What is needed » Could you repeat every record exactly as it appears?

[Opening Data for this exercise section]

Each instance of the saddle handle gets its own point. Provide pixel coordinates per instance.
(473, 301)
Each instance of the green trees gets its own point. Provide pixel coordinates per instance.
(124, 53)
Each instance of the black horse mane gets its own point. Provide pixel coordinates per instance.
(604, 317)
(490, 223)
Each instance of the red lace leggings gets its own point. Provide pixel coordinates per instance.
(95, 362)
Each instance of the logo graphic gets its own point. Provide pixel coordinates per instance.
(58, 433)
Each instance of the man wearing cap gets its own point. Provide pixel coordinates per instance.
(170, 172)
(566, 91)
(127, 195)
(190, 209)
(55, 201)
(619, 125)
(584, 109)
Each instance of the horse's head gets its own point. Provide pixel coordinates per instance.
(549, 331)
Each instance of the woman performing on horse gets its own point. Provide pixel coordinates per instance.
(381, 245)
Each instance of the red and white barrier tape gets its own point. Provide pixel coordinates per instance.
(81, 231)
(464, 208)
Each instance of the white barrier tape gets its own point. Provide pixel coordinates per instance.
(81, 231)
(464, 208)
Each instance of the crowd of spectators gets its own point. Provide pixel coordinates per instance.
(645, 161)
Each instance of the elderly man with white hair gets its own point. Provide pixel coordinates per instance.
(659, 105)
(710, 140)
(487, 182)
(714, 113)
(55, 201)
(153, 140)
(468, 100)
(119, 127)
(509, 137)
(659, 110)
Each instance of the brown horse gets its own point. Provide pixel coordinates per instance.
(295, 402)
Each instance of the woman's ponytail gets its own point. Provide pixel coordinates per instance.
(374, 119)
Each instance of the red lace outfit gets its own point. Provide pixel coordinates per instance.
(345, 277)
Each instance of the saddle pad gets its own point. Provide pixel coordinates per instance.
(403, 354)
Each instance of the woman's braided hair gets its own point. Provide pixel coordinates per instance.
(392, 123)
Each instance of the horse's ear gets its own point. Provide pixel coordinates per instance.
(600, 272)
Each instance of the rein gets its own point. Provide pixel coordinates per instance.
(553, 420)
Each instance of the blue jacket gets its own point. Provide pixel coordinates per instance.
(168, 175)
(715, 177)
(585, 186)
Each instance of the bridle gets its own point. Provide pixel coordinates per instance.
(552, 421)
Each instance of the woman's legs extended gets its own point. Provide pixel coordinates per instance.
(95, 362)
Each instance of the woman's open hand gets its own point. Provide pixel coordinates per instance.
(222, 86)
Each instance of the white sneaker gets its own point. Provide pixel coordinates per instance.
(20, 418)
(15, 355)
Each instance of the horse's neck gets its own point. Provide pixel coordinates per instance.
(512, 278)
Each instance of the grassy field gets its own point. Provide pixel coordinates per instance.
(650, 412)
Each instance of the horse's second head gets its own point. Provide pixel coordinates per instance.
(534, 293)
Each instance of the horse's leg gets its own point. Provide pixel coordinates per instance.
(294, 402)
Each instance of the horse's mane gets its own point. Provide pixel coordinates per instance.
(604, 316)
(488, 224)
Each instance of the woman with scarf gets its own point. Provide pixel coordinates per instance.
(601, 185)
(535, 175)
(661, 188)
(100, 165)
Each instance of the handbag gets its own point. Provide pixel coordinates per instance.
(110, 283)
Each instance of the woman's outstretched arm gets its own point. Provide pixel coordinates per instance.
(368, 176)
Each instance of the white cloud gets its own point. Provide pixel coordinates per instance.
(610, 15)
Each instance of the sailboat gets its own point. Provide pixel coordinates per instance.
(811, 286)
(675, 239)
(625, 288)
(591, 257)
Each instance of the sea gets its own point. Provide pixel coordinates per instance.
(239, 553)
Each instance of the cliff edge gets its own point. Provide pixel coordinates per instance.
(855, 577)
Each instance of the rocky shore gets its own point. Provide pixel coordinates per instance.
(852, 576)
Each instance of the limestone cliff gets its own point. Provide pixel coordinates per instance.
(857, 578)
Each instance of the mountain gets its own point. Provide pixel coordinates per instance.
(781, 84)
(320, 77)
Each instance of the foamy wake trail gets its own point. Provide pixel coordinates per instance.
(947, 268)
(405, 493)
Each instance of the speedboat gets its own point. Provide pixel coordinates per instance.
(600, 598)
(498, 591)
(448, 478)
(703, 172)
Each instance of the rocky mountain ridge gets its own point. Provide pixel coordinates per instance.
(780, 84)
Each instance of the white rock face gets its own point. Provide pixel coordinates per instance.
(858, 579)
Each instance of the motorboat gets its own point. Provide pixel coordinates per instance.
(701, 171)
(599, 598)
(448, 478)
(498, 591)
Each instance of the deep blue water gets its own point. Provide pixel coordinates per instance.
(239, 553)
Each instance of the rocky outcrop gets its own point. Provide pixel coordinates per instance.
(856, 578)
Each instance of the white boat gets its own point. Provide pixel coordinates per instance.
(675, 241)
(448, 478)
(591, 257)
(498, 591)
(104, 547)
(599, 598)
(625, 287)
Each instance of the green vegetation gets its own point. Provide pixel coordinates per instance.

[Closing Data for this exercise section]

Expected output »
Each instance of the saddle handle gets its own point. Provide pixel coordinates per instance.
(473, 301)
Each instance of the green trees gets its own point. Provide pixel coordinates per instance.
(124, 53)
Each instance of the black horse mane gets its own point. Provide pixel coordinates per instance.
(604, 317)
(490, 223)
Each instance of the red lace leggings gets its own point. Provide pixel coordinates per instance.
(95, 362)
Each instance of the logo graphic gets its own point. Provide pixel coordinates per instance.
(58, 433)
Each instance of the man wearing cap gets its own point. Provide pixel coordinates per instance.
(170, 172)
(566, 91)
(127, 195)
(190, 209)
(55, 201)
(619, 125)
(584, 109)
Each instance of the horse's head gets its own point. Provide pixel coordinates per instance.
(549, 331)
Each instance of the woman performing on horse gets its own point. Provide pixel coordinates per instance.
(381, 245)
Each instance of the red and white barrier tape gets its own point. Provide pixel coordinates per instance.
(81, 231)
(464, 208)
Each instance of the white barrier tape gets its own point. Provide pixel coordinates per instance.
(81, 231)
(464, 208)
Each instance of the crowd of spectators gets its own point. Provide pixel coordinates per instance.
(645, 161)
Each instance of the elderly man with white hair gets its own point. Provide pixel coordinates per instance.
(659, 105)
(710, 140)
(487, 182)
(714, 113)
(55, 201)
(153, 140)
(468, 100)
(119, 127)
(509, 137)
(659, 110)
Each instance of the brown horse gets its own point. Provide pixel coordinates per instance.
(295, 402)
Each instance of the woman's ponytail gets its own point. Provide pixel coordinates per instance.
(374, 119)
Each instance of the red lace outfit gets its own point. Provide pixel coordinates per instance.
(345, 277)
Each instance of the saddle pad gets its own point. Provide pixel coordinates per instance.
(403, 354)
Each instance of the woman's braided hair gets its own point. Provide pixel coordinates per instance.
(392, 123)
Each instance of the horse's ear gets its own point. Provide pixel coordinates per instance.
(600, 272)
Each instance of the rein gets its own point. Provide pixel coordinates per instance.
(553, 420)
Each instance of the blue jacket gets its own point. Provide pixel coordinates per instance.
(168, 175)
(715, 177)
(585, 186)
Each instance of the bridle gets its own point. Provide pixel coordinates per instance.
(552, 421)
Each instance of the woman's legs extended gets its own point. Provide pixel coordinates per instance.
(95, 362)
Each instance of the woman's open hand gets its own point. Provide pixel coordinates per instance.
(222, 86)
Each instance of the white sneaker gets its own point. Provide pixel coordinates per instance.
(20, 418)
(15, 355)
Each instance of the horse's neck gets its own point. Provide pixel coordinates per instance.
(512, 278)
Each instance of the grassy field gets its own point. Provide pixel coordinates per instance.
(650, 412)
Each instance of the horse's second head gets its own point. Provide pixel coordinates per instance.
(534, 293)
Each instance of the horse's leg gets its own point. Provide pixel coordinates per instance.
(294, 402)
Each instance of the horse's mane gets its own point. Provide pixel coordinates per instance.
(604, 316)
(488, 224)
Each instance of the woman with scarf gets its own point. Provide pixel coordinates per instance.
(601, 185)
(535, 175)
(661, 188)
(100, 165)
Each instance of the handbag gets its own point. Provide pixel coordinates per instance.
(110, 283)
Each instance of the woman's outstretched arm gets its own point. Provide pixel coordinates per instance.
(368, 176)
Each instance of the white cloud gets its own point. Provide pixel coordinates per instance.
(610, 15)
Each instance of the sailboat gets its own point. Provide pixel coordinates per instance.
(811, 286)
(675, 239)
(625, 288)
(591, 257)
Each instance of the sea gets its own point. Provide pixel coordinates per instance.
(239, 553)
Each instance of the cliff edge gets its own point. Provide pixel coordinates per instance.
(855, 577)
Each instance of the rocky shore gets its own point. Provide pixel coordinates per instance.
(852, 576)
Each instance of the limestone cliff gets its own point. Provide pixel coordinates per instance.
(857, 578)
Each instance of the mountain gets its own point. Provide pixel coordinates per instance.
(781, 84)
(320, 77)
Each instance of the foamy wake trail gets its own point. Provide pixel coordinates per instance.
(947, 268)
(405, 493)
Each instance of the speedboat gets its own point. Provide pixel coordinates per instance.
(600, 598)
(498, 591)
(448, 478)
(703, 172)
Each instance of the rocky mountain ridge gets its own point. Provide pixel coordinates per instance.
(780, 84)
Each instance of the white rock face gets its own point. Provide pixel coordinates per instance.
(858, 579)
Each instance of the motorboat gets its own point. Provide pixel coordinates per instance.
(701, 171)
(599, 598)
(448, 478)
(498, 591)
Each instance of the deep blue water gets its own point. Provide pixel coordinates per instance.
(239, 553)
Each instance of the rocky outcrop gets its own point. Provide pixel coordinates per instance.
(856, 578)
Each instance of the white boat gets its own point. Provide pixel coordinates per instance.
(675, 241)
(448, 478)
(591, 257)
(498, 591)
(104, 547)
(599, 598)
(625, 287)
Each instance of the green vegetation gets its own point. Provide pixel coordinates per instance.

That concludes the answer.